[Opening INPUT RECORDS section]

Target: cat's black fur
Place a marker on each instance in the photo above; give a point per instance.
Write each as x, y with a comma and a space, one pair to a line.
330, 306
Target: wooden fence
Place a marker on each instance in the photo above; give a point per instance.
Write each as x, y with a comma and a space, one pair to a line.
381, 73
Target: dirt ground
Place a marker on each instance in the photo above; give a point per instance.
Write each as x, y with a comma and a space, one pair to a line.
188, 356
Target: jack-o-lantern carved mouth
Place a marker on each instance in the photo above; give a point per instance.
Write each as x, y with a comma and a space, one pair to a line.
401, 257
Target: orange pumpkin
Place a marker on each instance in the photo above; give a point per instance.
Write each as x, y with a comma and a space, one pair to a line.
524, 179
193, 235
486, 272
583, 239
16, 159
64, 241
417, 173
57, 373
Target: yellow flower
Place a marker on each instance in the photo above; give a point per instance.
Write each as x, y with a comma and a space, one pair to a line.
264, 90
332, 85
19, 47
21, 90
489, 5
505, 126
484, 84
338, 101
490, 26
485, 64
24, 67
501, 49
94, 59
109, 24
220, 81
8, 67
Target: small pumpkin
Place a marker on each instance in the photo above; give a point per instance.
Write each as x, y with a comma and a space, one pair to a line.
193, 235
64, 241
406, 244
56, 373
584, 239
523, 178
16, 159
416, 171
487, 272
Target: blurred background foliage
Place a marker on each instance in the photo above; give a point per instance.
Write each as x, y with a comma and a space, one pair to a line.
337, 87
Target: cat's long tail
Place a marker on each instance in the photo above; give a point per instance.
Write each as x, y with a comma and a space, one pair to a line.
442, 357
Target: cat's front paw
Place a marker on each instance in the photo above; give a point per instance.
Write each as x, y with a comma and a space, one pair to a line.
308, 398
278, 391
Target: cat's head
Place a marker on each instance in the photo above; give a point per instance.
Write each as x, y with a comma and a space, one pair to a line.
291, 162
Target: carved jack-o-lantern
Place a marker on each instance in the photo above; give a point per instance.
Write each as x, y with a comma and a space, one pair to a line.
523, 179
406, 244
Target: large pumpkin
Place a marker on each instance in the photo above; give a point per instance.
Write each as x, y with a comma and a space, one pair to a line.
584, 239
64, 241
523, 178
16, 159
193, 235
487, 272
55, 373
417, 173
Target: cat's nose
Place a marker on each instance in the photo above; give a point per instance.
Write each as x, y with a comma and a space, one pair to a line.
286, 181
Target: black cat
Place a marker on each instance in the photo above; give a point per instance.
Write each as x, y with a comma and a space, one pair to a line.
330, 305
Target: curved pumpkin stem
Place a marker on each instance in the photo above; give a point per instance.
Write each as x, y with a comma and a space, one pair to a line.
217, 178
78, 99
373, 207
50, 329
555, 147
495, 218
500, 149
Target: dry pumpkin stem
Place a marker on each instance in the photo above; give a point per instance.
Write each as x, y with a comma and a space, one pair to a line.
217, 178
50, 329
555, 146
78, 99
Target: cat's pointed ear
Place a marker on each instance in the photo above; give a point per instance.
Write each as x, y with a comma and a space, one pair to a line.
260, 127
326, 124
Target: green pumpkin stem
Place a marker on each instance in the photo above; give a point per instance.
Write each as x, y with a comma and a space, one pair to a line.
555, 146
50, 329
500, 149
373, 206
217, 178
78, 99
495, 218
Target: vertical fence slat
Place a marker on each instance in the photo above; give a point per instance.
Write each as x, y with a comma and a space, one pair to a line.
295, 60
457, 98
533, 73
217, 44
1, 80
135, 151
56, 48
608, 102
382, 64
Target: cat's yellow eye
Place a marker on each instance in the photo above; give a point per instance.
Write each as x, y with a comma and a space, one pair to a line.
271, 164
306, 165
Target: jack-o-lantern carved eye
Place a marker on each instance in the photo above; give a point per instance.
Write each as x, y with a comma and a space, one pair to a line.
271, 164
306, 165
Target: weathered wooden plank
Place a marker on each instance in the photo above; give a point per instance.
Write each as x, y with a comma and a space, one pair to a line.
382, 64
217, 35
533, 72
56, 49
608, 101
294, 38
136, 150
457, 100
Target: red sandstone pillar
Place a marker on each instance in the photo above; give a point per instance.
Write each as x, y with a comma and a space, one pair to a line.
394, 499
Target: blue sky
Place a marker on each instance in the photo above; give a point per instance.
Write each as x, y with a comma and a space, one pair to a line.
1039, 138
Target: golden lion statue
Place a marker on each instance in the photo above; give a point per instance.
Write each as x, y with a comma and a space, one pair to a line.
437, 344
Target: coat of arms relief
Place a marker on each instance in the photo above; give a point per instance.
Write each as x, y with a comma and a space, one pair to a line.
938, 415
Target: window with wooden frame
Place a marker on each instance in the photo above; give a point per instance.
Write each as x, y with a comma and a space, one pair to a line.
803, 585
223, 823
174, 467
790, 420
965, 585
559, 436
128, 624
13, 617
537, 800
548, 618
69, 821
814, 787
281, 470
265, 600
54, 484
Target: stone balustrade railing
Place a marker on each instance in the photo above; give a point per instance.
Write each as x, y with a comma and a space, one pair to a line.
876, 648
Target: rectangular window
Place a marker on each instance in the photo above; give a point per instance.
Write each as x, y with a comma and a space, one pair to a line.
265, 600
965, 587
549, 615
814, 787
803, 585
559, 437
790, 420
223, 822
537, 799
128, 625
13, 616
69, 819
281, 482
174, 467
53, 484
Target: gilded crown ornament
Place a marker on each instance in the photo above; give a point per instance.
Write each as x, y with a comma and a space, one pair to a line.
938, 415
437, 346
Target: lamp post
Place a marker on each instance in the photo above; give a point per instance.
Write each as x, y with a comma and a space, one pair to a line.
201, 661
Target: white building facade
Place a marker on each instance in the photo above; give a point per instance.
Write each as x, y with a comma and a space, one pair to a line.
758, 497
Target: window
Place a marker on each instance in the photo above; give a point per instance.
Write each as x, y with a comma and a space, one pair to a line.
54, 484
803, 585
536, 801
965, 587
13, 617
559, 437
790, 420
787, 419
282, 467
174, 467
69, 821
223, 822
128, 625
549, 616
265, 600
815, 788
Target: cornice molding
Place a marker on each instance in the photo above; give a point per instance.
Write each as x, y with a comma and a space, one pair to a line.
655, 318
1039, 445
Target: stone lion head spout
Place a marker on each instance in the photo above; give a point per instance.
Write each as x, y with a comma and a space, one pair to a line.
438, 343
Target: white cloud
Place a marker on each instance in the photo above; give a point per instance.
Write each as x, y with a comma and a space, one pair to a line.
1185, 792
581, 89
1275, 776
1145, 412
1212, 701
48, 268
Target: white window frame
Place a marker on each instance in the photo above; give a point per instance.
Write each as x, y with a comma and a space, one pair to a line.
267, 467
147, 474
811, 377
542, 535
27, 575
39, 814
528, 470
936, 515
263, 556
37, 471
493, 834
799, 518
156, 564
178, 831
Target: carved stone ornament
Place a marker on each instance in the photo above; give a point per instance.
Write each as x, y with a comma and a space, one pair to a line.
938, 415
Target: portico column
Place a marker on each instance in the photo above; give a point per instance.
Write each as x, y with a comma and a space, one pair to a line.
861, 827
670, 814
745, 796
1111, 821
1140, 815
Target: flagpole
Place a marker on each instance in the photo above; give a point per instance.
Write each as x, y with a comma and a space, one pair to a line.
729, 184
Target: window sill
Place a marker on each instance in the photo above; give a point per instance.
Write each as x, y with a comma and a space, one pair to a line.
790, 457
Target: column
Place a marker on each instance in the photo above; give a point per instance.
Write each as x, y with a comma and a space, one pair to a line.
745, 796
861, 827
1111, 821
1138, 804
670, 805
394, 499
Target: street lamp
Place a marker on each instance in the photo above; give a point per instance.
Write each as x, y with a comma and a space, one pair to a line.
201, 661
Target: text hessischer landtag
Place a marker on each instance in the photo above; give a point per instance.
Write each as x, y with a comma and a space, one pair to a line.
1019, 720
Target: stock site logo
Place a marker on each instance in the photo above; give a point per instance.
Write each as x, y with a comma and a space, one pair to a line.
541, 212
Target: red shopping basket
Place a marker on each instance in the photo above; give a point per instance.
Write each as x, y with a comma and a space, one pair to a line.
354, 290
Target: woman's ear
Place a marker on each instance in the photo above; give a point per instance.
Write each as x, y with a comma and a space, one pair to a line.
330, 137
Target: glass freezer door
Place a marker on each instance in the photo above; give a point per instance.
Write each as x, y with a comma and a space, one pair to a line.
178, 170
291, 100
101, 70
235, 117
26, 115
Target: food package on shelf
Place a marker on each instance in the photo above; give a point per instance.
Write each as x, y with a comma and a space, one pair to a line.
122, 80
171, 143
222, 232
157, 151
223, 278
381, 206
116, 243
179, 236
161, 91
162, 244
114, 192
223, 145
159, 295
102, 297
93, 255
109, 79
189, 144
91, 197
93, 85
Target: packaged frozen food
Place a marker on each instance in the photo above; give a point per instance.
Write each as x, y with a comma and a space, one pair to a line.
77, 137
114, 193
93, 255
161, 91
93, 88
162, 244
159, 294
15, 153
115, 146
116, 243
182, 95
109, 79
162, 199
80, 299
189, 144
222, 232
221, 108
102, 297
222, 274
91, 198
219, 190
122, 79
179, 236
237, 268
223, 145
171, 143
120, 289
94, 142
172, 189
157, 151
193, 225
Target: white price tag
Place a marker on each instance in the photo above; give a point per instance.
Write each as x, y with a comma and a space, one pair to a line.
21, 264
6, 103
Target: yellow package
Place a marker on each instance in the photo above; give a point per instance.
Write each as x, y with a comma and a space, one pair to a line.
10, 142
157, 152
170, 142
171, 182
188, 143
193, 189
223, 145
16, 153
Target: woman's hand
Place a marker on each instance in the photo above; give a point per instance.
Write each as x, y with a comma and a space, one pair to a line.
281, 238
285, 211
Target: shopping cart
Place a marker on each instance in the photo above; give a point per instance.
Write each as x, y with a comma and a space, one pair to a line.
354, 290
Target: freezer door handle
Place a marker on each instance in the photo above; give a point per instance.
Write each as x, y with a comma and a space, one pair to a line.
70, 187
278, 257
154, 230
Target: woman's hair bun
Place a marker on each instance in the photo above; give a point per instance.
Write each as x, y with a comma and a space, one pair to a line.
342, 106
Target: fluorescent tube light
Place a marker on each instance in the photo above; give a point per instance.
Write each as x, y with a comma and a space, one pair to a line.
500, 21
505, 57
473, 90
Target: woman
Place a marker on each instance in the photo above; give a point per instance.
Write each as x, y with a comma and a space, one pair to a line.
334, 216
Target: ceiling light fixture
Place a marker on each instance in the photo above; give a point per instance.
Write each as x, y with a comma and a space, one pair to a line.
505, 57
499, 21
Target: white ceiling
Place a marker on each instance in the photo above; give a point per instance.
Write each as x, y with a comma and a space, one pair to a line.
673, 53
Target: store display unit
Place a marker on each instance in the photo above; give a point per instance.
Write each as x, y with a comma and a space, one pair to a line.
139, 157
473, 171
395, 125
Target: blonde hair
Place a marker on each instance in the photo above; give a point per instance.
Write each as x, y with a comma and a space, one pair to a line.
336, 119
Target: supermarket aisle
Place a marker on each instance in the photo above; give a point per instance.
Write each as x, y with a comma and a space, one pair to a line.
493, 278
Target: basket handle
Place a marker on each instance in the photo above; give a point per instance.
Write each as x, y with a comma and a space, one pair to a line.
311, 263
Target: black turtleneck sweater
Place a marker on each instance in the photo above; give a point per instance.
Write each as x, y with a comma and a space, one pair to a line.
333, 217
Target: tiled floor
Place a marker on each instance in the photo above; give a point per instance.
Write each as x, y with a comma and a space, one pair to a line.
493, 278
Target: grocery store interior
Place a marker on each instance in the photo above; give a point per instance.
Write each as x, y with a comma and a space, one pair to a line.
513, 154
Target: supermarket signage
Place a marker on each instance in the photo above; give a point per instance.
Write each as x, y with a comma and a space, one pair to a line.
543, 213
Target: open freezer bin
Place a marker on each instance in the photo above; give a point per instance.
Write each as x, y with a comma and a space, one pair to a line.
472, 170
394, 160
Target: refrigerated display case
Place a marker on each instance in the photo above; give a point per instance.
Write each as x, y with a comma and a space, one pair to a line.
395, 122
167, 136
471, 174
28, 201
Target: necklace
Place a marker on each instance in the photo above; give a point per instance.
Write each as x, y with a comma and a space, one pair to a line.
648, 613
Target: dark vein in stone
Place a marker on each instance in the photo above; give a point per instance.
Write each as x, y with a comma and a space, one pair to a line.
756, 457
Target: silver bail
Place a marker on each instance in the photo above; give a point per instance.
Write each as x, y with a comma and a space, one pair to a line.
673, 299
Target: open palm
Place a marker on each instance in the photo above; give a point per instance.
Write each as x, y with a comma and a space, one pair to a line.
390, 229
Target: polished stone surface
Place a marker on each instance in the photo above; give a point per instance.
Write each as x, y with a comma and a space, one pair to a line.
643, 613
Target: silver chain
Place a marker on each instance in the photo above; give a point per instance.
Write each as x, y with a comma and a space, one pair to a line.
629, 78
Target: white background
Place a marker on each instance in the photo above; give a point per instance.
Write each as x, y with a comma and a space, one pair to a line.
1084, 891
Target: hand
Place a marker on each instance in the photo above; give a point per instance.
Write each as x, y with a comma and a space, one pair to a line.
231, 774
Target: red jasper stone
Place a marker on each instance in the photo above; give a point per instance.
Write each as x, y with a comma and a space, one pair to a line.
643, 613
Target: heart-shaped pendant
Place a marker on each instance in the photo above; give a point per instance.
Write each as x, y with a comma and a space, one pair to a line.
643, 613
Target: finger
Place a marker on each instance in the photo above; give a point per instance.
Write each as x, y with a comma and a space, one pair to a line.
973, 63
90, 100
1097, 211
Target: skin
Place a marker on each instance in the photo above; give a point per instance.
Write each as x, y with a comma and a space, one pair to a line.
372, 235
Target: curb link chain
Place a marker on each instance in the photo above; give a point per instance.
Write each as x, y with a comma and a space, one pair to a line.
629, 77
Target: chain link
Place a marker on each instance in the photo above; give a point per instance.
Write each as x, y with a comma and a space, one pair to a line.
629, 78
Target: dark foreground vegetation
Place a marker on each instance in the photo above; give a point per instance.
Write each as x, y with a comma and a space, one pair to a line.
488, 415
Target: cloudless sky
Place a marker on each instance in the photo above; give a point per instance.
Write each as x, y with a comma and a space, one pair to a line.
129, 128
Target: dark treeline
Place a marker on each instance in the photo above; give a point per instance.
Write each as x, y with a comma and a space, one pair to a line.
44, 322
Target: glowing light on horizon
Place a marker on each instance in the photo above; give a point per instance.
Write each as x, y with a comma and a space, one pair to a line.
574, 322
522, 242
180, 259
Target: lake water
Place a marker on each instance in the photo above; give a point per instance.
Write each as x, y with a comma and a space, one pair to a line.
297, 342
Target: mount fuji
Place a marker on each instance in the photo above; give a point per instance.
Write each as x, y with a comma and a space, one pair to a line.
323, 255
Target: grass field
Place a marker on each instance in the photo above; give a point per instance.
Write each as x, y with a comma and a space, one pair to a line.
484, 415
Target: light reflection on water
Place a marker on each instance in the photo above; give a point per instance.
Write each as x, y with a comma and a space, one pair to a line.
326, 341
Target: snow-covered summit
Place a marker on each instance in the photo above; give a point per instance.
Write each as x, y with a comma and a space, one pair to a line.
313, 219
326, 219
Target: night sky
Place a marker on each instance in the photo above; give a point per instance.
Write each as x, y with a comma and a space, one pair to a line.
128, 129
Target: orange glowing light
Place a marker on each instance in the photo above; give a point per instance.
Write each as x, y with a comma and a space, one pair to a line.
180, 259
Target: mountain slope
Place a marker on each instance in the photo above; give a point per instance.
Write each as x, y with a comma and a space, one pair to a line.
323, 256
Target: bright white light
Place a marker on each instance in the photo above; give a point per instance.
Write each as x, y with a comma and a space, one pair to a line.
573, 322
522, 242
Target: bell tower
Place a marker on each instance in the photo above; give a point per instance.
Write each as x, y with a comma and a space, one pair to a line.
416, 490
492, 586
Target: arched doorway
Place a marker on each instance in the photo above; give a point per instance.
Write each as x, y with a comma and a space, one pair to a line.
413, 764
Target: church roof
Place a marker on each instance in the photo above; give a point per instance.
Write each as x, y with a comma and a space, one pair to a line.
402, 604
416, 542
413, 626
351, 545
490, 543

[Closing INPUT RECORDS section]

=== TASK TO CARRY OUT ===
Report each line in the data that holds the word "hair".

=== WRITTEN REPLY ===
Target: woman's hair bun
Target: blonde hair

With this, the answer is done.